● **Tarefa 1**:
Reproduza o trecho sobre a Revolução Francesa desde "No Brasil, os" até "unificados no mundo.", inclusive.
● **Tarefa 2**:
Por favor, dê sequência ao texto sobre a Revolução Francesa a partir do ponto em que ele termina.

● **Trecho fornecido**:
Para os revolucionários franceses do século XVIII, a educação pública era fundamental para formar almas. Bureau de l’Esprit foi o nome dado à seção de propaganda do Ministério do Interior criada em 1792. Até então — conta-nos o historiador norte-americano Robert Darnton — livros circulavam, com algumas restrições, ao lado de mexericos, boatos, piadas, canções, cartazes, folhetos, cartas e jornais. Havia um circuito próprio de informações para o que o autor chamou de Os best-sellers proibidos da França pré-revolucionária, indicando que os canais paralelos e não-oficiais sempre tiveram seu espaço. Como ainda eram inconcebíveis o rádio, o cinema, a televisão e as redes sociais da Internet, um sistema de comunicação inovador deveria ser capaz de superar a realeza e as instituições religiosas com seus rituais, festejos e procissões repletos de símbolos e mensagens.

A Revolução Francesa pariu a ideia de universalizar a educação por meio de instituições e obras de caráter público. Deveriam cumprir esta missão as escolas, bibliotecas e monumentos. Mas não somente eles: em Paris, 1400 ruas receberam novos nomes, pois os antigos faziam referência a reis, rainhas e santos. Assim, a Place Louis XV foi chamada Place de la Révolution antes de ser transformada na Place de la Concorde. Obcecados pela ideia de mudança, os revolucionários franceses não pouparam nem a “abelha-rainha” (que passou a ser chamada de “abelha poedeira”) nem as peças do xadrez e as cartas do baralho (que não mais poderiam mencionar representantes da realeza e da Igreja Católica). Como seria um xadrez sem reis? Para estes e outros exemplos, sugiro O Beijo de Lamourette, mais um livro balzaquiano produzido por Darnton.

No Brasil, os Ecos da Marselhesa se fizeram mais vívidos a partir do século XIX. Faço aqui referência ao título do livro também publicado em 1990 pelo já falecido historiador Eric Hobsbawm. Nesta obra, o autor enfatiza o domínio exercido pela Revolução Francesa na linguagem e simbolismo da política ocidental até, pelo menos, a 1ª Guerra Mundial (1914-1918). Bom exemplo é a profusão de bandeiras tricolores que passaram a representar Estados recém-independentes ou unificados no mundo.

● **Extrato de dados**:
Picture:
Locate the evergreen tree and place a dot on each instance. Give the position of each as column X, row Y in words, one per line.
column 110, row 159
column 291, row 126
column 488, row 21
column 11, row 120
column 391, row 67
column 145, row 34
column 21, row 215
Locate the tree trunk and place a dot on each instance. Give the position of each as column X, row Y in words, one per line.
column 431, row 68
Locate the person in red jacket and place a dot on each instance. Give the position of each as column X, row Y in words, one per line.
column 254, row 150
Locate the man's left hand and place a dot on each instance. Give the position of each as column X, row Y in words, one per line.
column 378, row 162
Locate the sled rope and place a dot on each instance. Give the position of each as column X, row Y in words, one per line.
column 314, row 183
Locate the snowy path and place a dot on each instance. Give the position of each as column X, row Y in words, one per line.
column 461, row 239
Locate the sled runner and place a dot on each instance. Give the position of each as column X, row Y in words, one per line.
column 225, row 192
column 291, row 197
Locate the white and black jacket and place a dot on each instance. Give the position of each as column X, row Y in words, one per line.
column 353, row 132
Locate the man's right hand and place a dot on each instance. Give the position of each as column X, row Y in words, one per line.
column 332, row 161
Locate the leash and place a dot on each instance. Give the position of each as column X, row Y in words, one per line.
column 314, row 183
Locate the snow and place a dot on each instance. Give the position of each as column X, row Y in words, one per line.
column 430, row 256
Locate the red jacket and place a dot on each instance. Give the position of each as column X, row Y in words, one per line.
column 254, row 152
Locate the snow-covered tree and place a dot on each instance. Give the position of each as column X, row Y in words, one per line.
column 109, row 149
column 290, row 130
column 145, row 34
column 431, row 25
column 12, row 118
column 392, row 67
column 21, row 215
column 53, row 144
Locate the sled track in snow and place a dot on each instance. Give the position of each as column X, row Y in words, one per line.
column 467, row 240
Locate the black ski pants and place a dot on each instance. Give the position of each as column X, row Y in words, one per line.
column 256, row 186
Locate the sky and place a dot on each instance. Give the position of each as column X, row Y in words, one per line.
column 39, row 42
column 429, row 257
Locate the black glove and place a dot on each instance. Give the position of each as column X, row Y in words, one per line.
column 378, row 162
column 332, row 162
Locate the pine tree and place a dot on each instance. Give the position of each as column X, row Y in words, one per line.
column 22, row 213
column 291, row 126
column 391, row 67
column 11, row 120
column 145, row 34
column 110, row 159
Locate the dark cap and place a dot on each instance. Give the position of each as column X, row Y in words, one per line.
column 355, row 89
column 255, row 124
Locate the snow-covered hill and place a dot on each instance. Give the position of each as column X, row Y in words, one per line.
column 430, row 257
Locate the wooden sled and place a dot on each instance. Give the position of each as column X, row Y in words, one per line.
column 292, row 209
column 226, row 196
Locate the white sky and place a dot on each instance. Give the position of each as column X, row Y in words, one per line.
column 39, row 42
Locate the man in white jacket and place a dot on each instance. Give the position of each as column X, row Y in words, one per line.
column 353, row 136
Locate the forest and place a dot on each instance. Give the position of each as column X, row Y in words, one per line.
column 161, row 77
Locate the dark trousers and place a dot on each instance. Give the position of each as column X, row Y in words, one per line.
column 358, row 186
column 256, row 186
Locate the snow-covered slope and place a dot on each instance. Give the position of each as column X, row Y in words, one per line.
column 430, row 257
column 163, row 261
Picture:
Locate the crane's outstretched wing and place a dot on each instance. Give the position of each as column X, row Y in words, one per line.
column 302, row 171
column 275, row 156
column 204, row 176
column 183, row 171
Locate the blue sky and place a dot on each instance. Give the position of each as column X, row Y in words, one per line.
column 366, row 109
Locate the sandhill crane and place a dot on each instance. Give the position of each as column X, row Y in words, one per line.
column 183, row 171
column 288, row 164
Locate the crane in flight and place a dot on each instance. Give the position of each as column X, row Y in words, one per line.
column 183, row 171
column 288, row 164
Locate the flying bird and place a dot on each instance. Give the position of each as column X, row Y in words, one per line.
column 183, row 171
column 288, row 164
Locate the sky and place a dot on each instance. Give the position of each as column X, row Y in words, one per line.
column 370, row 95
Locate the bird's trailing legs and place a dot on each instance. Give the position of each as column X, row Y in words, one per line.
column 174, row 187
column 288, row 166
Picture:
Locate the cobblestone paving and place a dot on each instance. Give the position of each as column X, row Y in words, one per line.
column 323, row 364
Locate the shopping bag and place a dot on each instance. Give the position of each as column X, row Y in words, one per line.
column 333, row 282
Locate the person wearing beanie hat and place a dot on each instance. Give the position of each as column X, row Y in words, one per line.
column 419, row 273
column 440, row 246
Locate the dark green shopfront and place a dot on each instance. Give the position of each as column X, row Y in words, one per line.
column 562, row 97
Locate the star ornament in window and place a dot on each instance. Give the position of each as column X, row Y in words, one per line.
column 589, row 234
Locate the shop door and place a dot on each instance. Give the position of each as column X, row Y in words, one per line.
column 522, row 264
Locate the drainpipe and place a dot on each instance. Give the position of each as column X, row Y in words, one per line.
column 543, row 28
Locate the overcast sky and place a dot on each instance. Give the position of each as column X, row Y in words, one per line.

● **Resposta redigida 1**:
No Brasil, os Ecos da Marselhesa se fizeram mais vívidos a partir do século XIX. Faço aqui referência ao título do livro também publicado em 1990 pelo já falecido historiador Eric Hobsbawm. Nesta obra, o autor enfatiza o domínio exercido pela Revolução Francesa na linguagem e simbolismo da política ocidental até, pelo menos, a 1ª Guerra Mundial (1914-1918). Bom exemplo é a profusão de bandeiras tricolores que passaram a representar Estados recém-independentes ou unificados no mundo.

● **Resposta redigida 2**:
Em território brasileiro, a primeira grande escultura pública que pode ser vinculada à tradição estabelecida pelos revolucionários foi uma homenagem a D. Pedro I. Inaugurada em 1862 no então Largo do Rocio (ou Praça da Constituição), no Rio de Janeiro, a obra esteve enredada em disputas e polêmicas por décadas, desde a sua concepção. Atribuída a João Maximiano Mafra, teria sido idealizada por Manuel de Araújo Porto-Alegre mas foi executada na França por Louis Rochet.

A inauguração da estátua na capital do Império foi marcada por muitas críticas, feitas por pessoas do mundo das artes, além de liberais e simpatizantes da República. A censura mais contundente e emblemática veio do mineiro Teófilo Otoni, que chamou a estátua de “mentira de bronze”. Um poema composto pelo também liberal Pedro Luís Pereira de Souza seria distribuído no dia, mas os folhetos foram apreendidos pela polícia. O mesmo poema sobreviveu e foi publicado em Ouro Preto, em 1888. Na província do Ceará, O Araripe também publicou, no dia 6 de setembro de 1862, um soneto intitulado “Mentira de Bronze”:

A vil adulação, o servilismo

Disputam entre si a primazia,

De esculpirem no bronze a tirania

Em nome do ferrenho absolutismo!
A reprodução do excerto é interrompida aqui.